[Task requirements]
a) Revise the SAP restructuring article from "Other companies worldwide, such" and stop after "half of 2024.", changing "after-hours trading" to "pre-market trading".
b) Answer these questions from the SAP restructuring article:
(i) How many employees does SAP have in total?
(ii) Who is SAP's CEO?
(iii) By what percentage did SAP's shares rise in after-hours trading in New York?

[Reading passage]
※ ※ ※

SAP, one of Europe’s most valuable companies, is embarking on a major restructuring effort, with plans to cut 8,000 jobs as it shifts its focus towards artificial intelligence (AI). The enterprise software giant, headquartered in Germany, has allocated €2 billion (approximately $2.2 billion) for this transformation, which includes expenditures on buyouts and retraining programs.
This strategic decision is aimed at preparing the company for substantial future revenue growth on a scalable basis. As a consequence, more than 7% of SAP’s workforce, out of its total of 108,000 employees, will be affected by these changes. SAP anticipates that the majority of the impacted positions, around 8,000, will be addressed through voluntary leave programs and internal re-skilling initiatives.
Once these reinvestments are completed, SAP expects its headcount in 2024 to be similar to its current levels.
SAP’s CEO, Christian Klein, expressed the company’s commitment to this transformation program, emphasizing a shift of investments toward strategic growth areas, particularly Business AI. He stated that SAP is confident in its prospects for 2024.
SAP is among the companies prioritizing AI, following the rise of generative AI, the technology that underpins platforms like ChatGPT. The company had previously announced investments in three generative AI firms and pledged over $1 billion to support AI-powered enterprise tech startups.
Other companies worldwide, such as India’s Wipro and China’s Huawei, have also made substantial investments in AI, recognizing its transformative potential. Many U.S. tech firms have likewise announced significant AI investments as part of broader organizational restructuring efforts.
On a separate note, SAP reported annual earnings that largely exceeded expectations. The company foresees a substantial increase in revenue, ranging from 24% to 27%, for its key cloud business in the coming year, indicating expectations of accelerated growth in that sector.
Following these announcements, SAP’s shares experienced a 4% surge in after-hours trading in New York. The majority of expenses associated with the reorganization are expected to impact operating profit in the first half of 2024.

※ ※ ※

[Information]
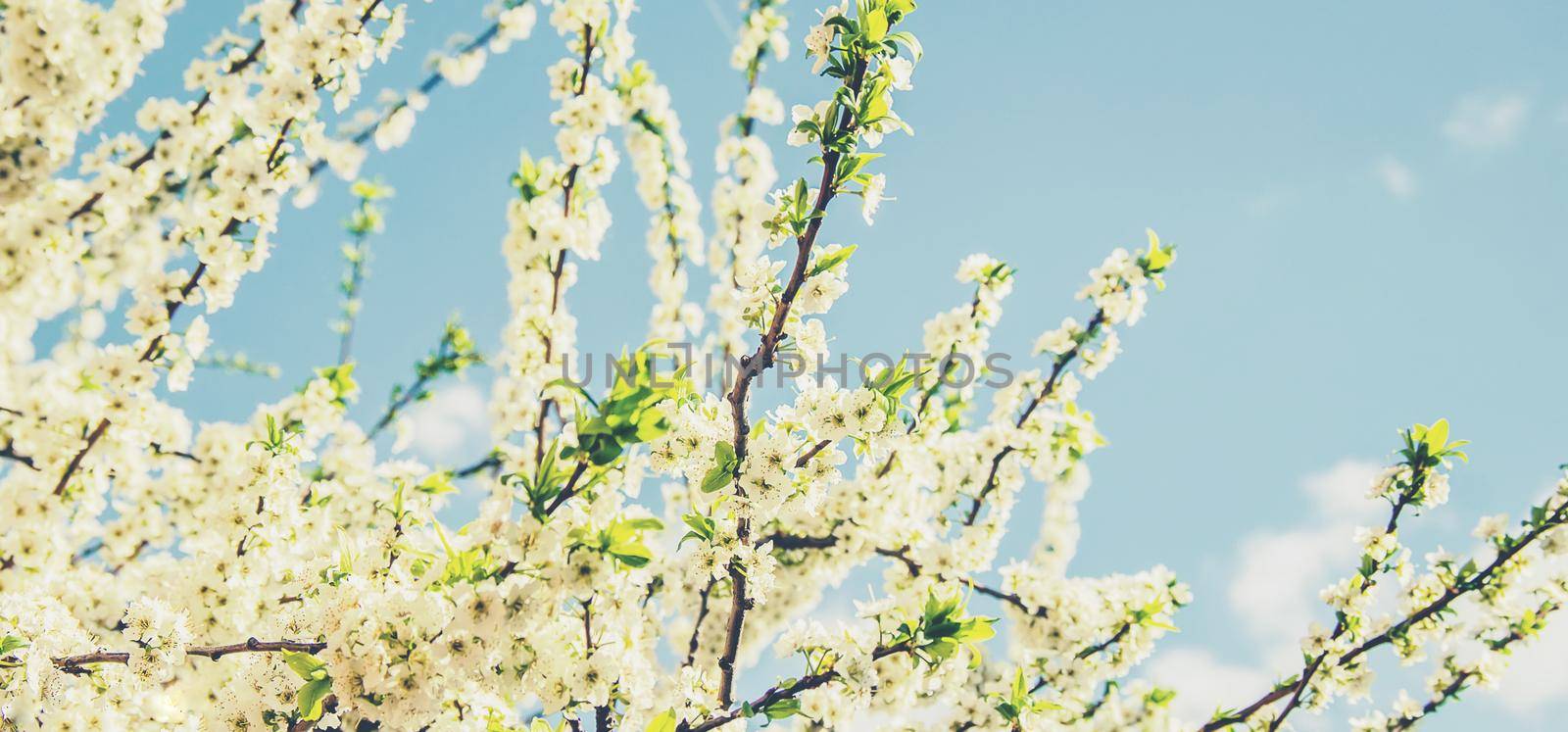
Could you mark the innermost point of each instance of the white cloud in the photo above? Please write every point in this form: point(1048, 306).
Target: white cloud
point(1280, 572)
point(449, 420)
point(1397, 177)
point(1487, 120)
point(1201, 681)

※ ※ ※

[Outputs for the tasks]
a)
Other companies worldwide, such as India’s Wipro and China’s Huawei, have also made substantial investments in AI, recognizing its transformative potential. Many U.S. tech firms have likewise announced significant AI investments as part of broader organizational restructuring efforts.
On a separate note, SAP reported annual earnings that largely exceeded expectations. The company foresees a substantial increase in revenue, ranging from 24% to 27%, for its key cloud business in the coming year, indicating expectations of accelerated growth in that sector.
Following these announcements, SAP’s shares experienced a 4% surge in pre-market trading in New York. The majority of expenses associated with the reorganization are expected to impact operating profit in the first half of 2024.

b)
(i) 108,000
(ii) Christian Klein
(iii) 4%